:: DATASET CONTENT ::
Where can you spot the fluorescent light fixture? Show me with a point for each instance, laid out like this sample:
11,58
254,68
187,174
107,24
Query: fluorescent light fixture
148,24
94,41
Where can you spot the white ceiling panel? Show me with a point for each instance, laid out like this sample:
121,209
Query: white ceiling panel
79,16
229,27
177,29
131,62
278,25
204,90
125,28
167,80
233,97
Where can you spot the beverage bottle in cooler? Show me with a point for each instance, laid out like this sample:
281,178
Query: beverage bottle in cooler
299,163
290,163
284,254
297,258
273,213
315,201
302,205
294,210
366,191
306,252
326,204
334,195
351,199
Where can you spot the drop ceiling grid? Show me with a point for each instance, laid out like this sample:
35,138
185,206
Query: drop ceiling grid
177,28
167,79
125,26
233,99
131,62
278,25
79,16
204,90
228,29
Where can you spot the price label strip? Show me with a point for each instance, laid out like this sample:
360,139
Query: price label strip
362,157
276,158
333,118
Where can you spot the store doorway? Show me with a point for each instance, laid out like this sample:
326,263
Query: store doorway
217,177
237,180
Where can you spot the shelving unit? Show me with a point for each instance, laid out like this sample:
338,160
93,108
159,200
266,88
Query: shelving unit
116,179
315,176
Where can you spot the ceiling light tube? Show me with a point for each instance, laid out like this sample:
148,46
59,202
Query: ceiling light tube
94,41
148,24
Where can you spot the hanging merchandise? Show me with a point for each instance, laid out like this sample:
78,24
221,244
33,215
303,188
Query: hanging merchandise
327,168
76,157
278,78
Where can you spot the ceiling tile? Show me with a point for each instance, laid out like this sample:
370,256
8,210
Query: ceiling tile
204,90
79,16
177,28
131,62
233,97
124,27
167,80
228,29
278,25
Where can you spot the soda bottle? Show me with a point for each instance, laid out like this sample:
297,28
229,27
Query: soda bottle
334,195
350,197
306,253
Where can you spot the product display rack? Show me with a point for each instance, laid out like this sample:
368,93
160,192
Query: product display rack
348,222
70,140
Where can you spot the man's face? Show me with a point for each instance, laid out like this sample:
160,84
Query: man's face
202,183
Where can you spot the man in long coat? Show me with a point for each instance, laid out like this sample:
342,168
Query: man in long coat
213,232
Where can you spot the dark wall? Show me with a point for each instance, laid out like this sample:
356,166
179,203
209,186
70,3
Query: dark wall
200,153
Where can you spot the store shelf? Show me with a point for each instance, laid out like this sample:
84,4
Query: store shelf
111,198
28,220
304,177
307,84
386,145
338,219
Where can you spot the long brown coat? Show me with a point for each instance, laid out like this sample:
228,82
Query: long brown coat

:: WORK TO BE COMPLETED ::
Rewrite all of the entries above with every "Where can you spot" replaced by "Where do you see", keeping everything else unchanged.

:: OUTPUT BELOW ::
Where do you see the fluorescent light fixture? Show me with a point for each instance, laid out like this sample:
11,58
254,68
187,174
107,24
Query: fluorescent light fixture
148,24
94,41
Where do you see the white ceiling panel? Show me with a point for each instance, laid out like this sample:
121,209
Query: white ceiling panel
79,16
229,27
177,29
131,62
278,25
204,90
125,28
167,80
233,97
Where do you see the beverage bottle in cooler? Show me with a point for each instance, laid out like this sample:
281,178
Query: beverage bottle in cooler
299,163
290,163
284,254
297,258
273,213
315,201
302,205
294,210
366,191
306,252
326,204
334,195
351,199
Where do you see the drop ceiling grid? Show me with a point for each instance, laid out like this sample:
35,138
185,206
Query: drop ceiling grid
177,28
167,79
125,26
233,99
131,62
278,25
79,16
204,90
228,29
Where do you see the price label strip? Show me with a point for each instance, laid out like this sample:
360,139
Query: price label strip
362,157
276,158
333,118
Where do you see the store doorway? Show me with a point for each instance, laid out like this sample:
326,263
Query: store doorway
217,177
237,180
Where do you see the shelving unit? Show me with a point for each instance, laid out like this sample:
338,160
93,108
159,200
266,88
Query: shelving unit
116,179
315,176
Where do you see the ceiling light tube? Show me with a point for each instance, laid out like this sample:
148,46
59,202
Query: ceiling light tube
94,41
148,24
Where do you see the hanging merchandise? Show me with a point for each instance, laid out like this sample:
78,24
221,244
33,215
303,188
Query: hanging merchandise
327,168
76,157
278,78
Where do you see the ceiling tile? Show me with a point for each instance, laid out like this sample:
370,256
8,210
Query: ceiling tile
204,90
79,16
177,28
131,62
233,97
124,27
167,80
228,29
278,25
Where do you see the soda bottle? Show me with a point for each instance, laid out like this sample:
297,28
229,27
Query: soda bottle
334,195
350,197
306,253
Where do you see the product display rack? Show me with a point for each instance, laid out like this sample:
368,93
160,192
Query: product display rack
348,222
70,140
Where do you see the man's face? Show me with a point for each instance, laid out like this sample:
160,84
Query: man's face
202,183
Where do you see the man in long coat? Show me with a point for each instance, laid out like this sample:
342,168
Query: man in long coat
213,232
Where do you see the dark wall? Show me with a point for each instance, laid out like this sample:
356,166
179,203
209,186
70,3
Query: dark wall
200,153
Where do you see the store shelf? Show me with a point for each instance, laid out like this sample:
84,4
Query: store shelf
111,198
28,220
304,177
307,84
386,145
338,219
Where do you see the long brown coat? Show me with a point for each instance, laid out like this sample:
228,82
Query: long brown coat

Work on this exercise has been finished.